THE TASKS
a) Write out the passage on learning to write, beginning at the words "As further reading" and stopping after "a little latitude.".
b) Decide whether each statement agrees with the passage on learning to write. Answer yes or no for each, and quote the deciding words of the passage. (i) The writer found Reading Poetry: An Introduction in the library at Great Malvern. (ii) The writer has already ordered a copy of Image-Music-Text online. (iii) The writer read only parts of Reading Poetry: An Introduction.
c) Continue the passage on learning to write from its final sentence.

TEXT
What I really want is to train myself physically to write by taking up an intellectual challenge, and meeting its concomitant deadline - I want to learn as much as I can of the history, ethos, craft and essentiality of writing, by writing.
Recently I found, in the library at Great Malvern, Reading Poetry: An Introduction (Tom Furniss and Mike Bath, Longman, 2007). Reading it from cover to cover, I found a lot that I previously knew (partly from reading fragments of post-structuralism at art college, partly from my scattered but intent reading of modernist and proto-modernist novels, and a few like poets) and a lot that I didn't: Andrew Marvell, John Donne, John Milton, Elizabeth Barrett Browning, Adrienne Rich and Derek Walcott were all previously to some extent closed to me.
As further reading I've ordered from the library Modern Criticism and Theory (David Lodge & Nigel Wood, eds., Longman, 2008) and Twentieth Century Literary Criticism (David Lodge, ed., Longman, 1972); and will in the next few minutes order online a copy of Image-Music-Text (Roland Barthes, Fontana Press, 1993).
I'm not consciously attempting to sound excessively learned by quoting publishers and dates of editions; it seems appropriate, though, and if it's not entirely relevant or necessary, it can be put down to enthusiasm - something of which I have over the past decade been in dire need, and which perhaps deserves a little latitude.

DATASET
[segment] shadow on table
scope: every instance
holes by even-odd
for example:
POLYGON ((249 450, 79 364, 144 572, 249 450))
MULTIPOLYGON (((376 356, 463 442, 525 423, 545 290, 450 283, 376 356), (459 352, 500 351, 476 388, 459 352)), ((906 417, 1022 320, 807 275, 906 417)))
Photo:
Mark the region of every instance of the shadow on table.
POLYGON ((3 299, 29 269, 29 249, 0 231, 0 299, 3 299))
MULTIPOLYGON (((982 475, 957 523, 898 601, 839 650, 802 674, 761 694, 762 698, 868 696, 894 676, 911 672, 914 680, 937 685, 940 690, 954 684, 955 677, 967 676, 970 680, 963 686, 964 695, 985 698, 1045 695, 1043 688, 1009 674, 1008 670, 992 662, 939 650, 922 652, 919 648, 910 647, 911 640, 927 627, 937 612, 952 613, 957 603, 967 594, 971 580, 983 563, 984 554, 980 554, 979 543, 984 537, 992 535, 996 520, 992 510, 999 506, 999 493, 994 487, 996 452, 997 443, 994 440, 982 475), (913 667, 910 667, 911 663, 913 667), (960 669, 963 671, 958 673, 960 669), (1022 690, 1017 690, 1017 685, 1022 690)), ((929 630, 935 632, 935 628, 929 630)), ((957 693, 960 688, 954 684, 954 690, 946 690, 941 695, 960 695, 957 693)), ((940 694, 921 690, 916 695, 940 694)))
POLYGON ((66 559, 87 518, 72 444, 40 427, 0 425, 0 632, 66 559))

ANSWERS IN ORDER
a)
As further reading I've ordered from the library Modern Criticism and Theory (David Lodge & Nigel Wood, eds., Longman, 2008) and Twentieth Century Literary Criticism (David Lodge, ed., Longman, 1972); and will in the next few minutes order online a copy of Image-Music-Text (Roland Barthes, Fontana Press, 1993).
I'm not consciously attempting to sound excessively learned by quoting publishers and dates of editions; it seems appropriate, though, and if it's not entirely relevant or necessary, it can be put down to enthusiasm - something of which I have over the past decade been in dire need, and which perhaps deserves a little latitude.

b)
(i) Yes: "Recently I found, in the library at Great Malvern, Reading Poetry: An Introduction"
(ii) No: "will in the next few minutes order online a copy of Image-Music-Text"
(iii) No: "Reading it from cover to cover"

c)
The real test will consist in the ability of my green and unshielded hope to weather eleven months until the beginning of an access course in September next year, and then a year of conforming to its no doubt banal intellectual requirements. On second thoughts though, given that my academic record, such as it is, reflects enough of my ability significantly to sway a decision of admission as a mature student, I may attempt to get straight onto the September 2009 BA(hons) at the University of Worcester (I love my flat, it's the foundation of my current wellbeing; I need to study within a commuting radius at least) by writing a test essay - it would cut out a year of pointless bother, I'm sure, and anything I don't know how to do, I can find out.
Of course I know that the undergraduate degree will also involve a lot of banal requirements, but I think I am mature enough, and finally sane (in the sense of 'mentally healthy') enough, to accept unpleasant tasks in the pursuit of subtler rewards.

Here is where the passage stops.